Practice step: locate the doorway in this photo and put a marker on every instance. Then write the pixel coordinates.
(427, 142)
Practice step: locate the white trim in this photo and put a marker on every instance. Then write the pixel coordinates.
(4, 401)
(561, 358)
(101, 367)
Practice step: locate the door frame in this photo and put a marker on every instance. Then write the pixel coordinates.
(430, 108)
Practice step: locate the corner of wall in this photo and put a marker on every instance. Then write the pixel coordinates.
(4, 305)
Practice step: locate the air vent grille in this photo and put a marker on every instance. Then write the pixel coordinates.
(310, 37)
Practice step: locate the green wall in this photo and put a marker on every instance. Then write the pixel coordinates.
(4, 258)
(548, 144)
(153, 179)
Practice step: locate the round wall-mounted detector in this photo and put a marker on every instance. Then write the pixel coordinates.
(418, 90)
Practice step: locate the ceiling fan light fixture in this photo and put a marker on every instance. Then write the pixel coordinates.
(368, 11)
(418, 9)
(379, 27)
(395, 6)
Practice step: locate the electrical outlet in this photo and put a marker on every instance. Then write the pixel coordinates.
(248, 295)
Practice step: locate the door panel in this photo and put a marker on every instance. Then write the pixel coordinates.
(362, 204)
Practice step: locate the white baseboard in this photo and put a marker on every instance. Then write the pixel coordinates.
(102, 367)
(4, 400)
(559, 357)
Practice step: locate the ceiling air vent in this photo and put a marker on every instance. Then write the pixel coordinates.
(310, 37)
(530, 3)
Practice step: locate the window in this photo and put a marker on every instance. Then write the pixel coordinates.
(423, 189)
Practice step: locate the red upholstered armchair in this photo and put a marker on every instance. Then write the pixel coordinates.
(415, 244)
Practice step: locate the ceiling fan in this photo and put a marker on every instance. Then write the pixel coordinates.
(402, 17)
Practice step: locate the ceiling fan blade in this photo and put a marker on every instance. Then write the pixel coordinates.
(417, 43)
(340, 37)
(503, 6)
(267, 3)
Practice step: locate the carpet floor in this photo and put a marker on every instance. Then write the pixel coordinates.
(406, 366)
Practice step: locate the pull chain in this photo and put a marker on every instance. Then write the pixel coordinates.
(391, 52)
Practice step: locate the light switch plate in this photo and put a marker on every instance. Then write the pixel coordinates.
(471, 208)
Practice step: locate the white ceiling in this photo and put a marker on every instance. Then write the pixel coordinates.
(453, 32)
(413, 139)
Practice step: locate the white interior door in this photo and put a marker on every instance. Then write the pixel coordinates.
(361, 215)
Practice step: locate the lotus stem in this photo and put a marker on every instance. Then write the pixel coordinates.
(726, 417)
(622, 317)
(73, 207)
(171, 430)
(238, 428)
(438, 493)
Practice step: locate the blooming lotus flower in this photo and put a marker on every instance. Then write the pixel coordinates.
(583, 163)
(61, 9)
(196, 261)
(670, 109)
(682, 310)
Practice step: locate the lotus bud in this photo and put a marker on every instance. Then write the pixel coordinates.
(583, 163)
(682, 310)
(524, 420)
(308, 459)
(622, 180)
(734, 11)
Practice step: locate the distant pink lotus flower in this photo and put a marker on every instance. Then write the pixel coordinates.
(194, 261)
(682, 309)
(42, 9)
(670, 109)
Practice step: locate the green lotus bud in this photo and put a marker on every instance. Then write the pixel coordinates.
+ + + + +
Repeat, word for word, every line from the line that contains "Practice step: locate the ceiling fan in" to the end of the entries; include both of those lines and no others.

Practice step: locate the ceiling fan in this photo and put a marker on every instance. Then write the pixel coordinates.
(402, 17)
Practice step: locate the ceiling fan blade in this photo and put a marker on every instance. Then write the pixel coordinates.
(417, 43)
(340, 37)
(503, 6)
(267, 3)
Practice step: locate the carpet floor in this photo and put a marker on every instance. Then write the pixel coordinates.
(406, 366)
Practice step: locate the pull chain in this photo and put a marker on every instance. Then write the pixel coordinates.
(391, 52)
Practice step: locate the light switch plate in this photo and put a marker on every instance. Then write the pixel coordinates.
(471, 208)
Practice step: locate the white ceiling in this photo and put a marker on every instance. Then write the pixel coordinates.
(453, 32)
(413, 139)
Practice step: locate the white interior door in this photo and put a marker on every instance. Then write the pixel coordinates.
(361, 215)
Practice step: locate the lotus stem in this photo and put a marker on every instance. Then write the pixel coordinates.
(726, 417)
(622, 317)
(73, 207)
(171, 430)
(238, 428)
(438, 493)
Practice step: locate the blooming lotus flower in this photo and put a marker on every instance. Then write the pixel coordinates.
(583, 163)
(61, 9)
(196, 261)
(670, 109)
(682, 310)
Practice step: locate the lotus bud in this photo and put a marker on every instance. Then write the pixel coordinates.
(583, 163)
(682, 310)
(524, 420)
(308, 459)
(622, 180)
(734, 11)
Practice step: locate the distant pink lotus flower in this photo and put a marker on every instance. Then write the pixel coordinates.
(194, 261)
(682, 309)
(42, 9)
(670, 109)
Practice step: locate the green lotus bud in this photo and put a marker on every instance. Then write the pixel coordinates.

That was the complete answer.